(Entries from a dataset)

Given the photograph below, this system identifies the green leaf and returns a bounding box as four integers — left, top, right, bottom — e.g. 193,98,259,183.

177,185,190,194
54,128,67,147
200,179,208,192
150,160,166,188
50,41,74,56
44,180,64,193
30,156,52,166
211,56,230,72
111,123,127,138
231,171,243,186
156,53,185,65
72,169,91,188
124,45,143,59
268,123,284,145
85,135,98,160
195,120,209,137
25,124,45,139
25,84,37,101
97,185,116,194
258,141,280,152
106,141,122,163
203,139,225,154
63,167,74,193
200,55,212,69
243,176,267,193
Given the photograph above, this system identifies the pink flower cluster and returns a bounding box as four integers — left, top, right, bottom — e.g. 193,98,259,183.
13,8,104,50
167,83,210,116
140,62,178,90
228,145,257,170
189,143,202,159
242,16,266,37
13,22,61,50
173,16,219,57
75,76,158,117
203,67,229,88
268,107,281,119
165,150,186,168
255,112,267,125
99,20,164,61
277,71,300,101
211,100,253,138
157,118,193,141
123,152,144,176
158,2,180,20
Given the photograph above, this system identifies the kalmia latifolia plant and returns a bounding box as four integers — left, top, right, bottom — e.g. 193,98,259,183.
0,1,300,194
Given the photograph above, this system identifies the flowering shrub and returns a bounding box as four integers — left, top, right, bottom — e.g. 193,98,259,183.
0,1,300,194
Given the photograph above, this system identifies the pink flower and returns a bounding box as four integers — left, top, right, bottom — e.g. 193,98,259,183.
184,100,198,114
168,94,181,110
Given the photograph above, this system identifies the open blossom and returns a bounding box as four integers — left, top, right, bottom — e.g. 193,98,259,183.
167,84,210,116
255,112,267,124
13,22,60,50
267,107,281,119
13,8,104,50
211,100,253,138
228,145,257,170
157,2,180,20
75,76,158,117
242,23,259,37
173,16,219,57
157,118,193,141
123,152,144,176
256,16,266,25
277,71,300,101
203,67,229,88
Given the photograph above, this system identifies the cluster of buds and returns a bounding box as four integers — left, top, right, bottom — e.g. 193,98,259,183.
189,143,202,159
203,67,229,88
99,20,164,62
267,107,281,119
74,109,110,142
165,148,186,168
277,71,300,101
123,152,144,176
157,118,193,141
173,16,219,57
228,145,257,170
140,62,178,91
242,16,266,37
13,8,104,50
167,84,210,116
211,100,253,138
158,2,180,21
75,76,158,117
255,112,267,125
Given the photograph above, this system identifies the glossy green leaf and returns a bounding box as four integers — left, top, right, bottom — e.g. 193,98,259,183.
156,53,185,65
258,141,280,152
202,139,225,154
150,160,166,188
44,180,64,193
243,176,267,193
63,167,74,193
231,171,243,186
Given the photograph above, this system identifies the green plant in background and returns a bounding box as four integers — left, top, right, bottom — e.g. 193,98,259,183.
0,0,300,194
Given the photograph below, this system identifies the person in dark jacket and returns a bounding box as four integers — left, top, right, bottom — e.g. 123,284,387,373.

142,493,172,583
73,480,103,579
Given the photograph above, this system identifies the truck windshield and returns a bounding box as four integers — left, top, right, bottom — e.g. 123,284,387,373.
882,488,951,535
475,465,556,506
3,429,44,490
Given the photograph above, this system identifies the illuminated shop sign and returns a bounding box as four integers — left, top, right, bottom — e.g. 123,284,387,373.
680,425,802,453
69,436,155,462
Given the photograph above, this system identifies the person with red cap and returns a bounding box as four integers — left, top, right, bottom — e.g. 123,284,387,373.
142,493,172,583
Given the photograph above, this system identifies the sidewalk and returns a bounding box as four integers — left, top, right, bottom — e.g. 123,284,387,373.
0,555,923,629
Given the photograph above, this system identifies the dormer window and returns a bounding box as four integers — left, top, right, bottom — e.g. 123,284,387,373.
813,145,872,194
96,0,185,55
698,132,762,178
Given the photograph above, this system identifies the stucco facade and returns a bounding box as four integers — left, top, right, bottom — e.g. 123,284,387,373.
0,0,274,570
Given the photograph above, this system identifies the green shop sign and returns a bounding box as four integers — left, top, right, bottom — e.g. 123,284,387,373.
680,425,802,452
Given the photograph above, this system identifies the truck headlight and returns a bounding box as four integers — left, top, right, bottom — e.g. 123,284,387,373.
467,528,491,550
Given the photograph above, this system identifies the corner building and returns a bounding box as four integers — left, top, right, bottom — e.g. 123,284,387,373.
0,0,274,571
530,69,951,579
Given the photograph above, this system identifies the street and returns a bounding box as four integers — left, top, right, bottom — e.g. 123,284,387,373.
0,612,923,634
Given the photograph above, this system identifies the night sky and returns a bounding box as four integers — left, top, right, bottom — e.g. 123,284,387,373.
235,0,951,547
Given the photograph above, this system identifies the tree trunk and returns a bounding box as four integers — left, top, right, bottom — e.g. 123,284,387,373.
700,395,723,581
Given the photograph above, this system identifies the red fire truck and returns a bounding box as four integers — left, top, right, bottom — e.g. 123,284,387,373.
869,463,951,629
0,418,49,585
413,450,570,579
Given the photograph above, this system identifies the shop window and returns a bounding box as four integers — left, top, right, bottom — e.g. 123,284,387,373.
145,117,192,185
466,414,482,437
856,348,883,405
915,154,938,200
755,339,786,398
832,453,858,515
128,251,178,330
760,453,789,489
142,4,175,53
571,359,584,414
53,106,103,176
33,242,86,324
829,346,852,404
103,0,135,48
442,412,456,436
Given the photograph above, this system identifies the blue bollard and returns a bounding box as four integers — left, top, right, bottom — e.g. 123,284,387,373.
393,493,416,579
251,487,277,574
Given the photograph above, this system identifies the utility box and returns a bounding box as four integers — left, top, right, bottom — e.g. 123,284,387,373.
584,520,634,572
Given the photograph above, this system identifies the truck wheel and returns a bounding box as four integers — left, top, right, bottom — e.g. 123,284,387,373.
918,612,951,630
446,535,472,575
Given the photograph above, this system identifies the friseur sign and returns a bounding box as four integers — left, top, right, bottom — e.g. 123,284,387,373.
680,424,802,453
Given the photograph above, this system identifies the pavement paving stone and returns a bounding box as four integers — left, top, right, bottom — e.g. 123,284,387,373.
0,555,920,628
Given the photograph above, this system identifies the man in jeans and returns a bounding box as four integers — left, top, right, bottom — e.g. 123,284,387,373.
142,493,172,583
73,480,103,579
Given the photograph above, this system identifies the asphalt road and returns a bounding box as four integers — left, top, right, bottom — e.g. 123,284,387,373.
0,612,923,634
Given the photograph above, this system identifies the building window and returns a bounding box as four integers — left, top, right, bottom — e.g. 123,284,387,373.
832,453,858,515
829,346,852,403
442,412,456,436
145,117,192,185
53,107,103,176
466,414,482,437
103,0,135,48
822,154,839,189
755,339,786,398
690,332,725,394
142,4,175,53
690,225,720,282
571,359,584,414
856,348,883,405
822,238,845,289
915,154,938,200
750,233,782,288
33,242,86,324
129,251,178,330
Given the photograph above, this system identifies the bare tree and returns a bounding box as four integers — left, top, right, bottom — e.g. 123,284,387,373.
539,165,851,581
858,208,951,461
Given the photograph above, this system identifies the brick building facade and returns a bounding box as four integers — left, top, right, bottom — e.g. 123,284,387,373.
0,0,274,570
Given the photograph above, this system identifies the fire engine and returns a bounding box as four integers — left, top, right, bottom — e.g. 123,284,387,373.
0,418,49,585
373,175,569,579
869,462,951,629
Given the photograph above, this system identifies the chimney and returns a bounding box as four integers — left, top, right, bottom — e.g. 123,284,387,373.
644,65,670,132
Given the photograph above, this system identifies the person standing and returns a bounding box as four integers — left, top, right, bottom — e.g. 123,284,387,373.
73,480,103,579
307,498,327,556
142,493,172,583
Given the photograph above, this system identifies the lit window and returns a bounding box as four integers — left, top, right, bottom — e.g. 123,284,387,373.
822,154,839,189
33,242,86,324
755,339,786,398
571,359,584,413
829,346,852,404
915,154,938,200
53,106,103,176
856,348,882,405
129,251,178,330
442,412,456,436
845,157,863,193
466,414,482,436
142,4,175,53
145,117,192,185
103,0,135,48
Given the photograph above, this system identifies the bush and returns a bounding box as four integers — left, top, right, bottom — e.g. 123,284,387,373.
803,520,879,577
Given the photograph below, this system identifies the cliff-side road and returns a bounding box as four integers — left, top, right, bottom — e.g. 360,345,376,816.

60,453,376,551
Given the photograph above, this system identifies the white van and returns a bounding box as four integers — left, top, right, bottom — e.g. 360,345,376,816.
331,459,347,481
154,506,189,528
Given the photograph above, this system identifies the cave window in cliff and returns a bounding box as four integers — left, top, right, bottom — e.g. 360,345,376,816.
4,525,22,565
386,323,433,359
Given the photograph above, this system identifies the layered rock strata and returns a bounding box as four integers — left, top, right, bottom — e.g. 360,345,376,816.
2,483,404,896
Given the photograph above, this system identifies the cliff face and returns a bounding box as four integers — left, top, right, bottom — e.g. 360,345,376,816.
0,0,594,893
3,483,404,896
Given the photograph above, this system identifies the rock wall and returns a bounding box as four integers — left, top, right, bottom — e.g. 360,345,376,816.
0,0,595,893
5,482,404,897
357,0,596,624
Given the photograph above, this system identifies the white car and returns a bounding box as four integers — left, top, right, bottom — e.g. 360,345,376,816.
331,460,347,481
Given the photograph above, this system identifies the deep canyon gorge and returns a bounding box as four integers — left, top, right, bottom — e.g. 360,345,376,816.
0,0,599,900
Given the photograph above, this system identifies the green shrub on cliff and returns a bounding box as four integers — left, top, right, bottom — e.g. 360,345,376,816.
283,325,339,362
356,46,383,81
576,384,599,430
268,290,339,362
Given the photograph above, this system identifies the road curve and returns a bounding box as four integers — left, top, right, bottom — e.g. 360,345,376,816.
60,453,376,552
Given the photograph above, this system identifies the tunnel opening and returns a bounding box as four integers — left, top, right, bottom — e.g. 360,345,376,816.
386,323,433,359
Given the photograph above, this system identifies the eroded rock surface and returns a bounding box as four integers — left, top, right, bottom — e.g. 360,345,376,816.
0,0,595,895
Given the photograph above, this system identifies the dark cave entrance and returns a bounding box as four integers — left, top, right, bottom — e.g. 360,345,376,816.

Aim of the exercise - Quote only the lines from the line containing "Given the photograph above, this system identifies the white car" through the end of the entries, keeping the first and the last.

Answer to this exercise -
Given the photograph above, this system identifies the white car and returns a bounding box as four integers — left, top, right, bottom — e.g. 360,345,376,816.
331,460,347,481
Given the photograph above, this system identifies the deep canyon gorge and returns a bounding box as four integers — left, top, right, bottom — e.g. 360,345,376,816.
0,0,599,900
Given the photograph above, this system identifies the green shrub on cliff and returns a bounding box as four integers — left, top, right, bottom — e.g. 360,345,376,816.
283,325,339,362
356,46,383,81
576,384,599,430
268,290,339,362
Given the photograph above, this system identifies the road curve and returns a bounding box as four integers — left, top, right, bottom — e.g. 360,345,376,816.
60,453,376,552
Given the photograph above, this system identifies the tunnel opening and returns a bounding box as four integers — left, top, right, bottom — e.g. 360,345,376,816.
386,323,433,359
Given the photograph above, this system identifies the eroded rock surface and returns a bounding box as four integers — left, top, right, bottom — e.g. 360,345,376,816.
0,0,595,895
Given the photograph above, this system identifies the dark cave entrance and returns a bounding box as four integers — left, top, right, bottom — e.g. 360,345,376,816.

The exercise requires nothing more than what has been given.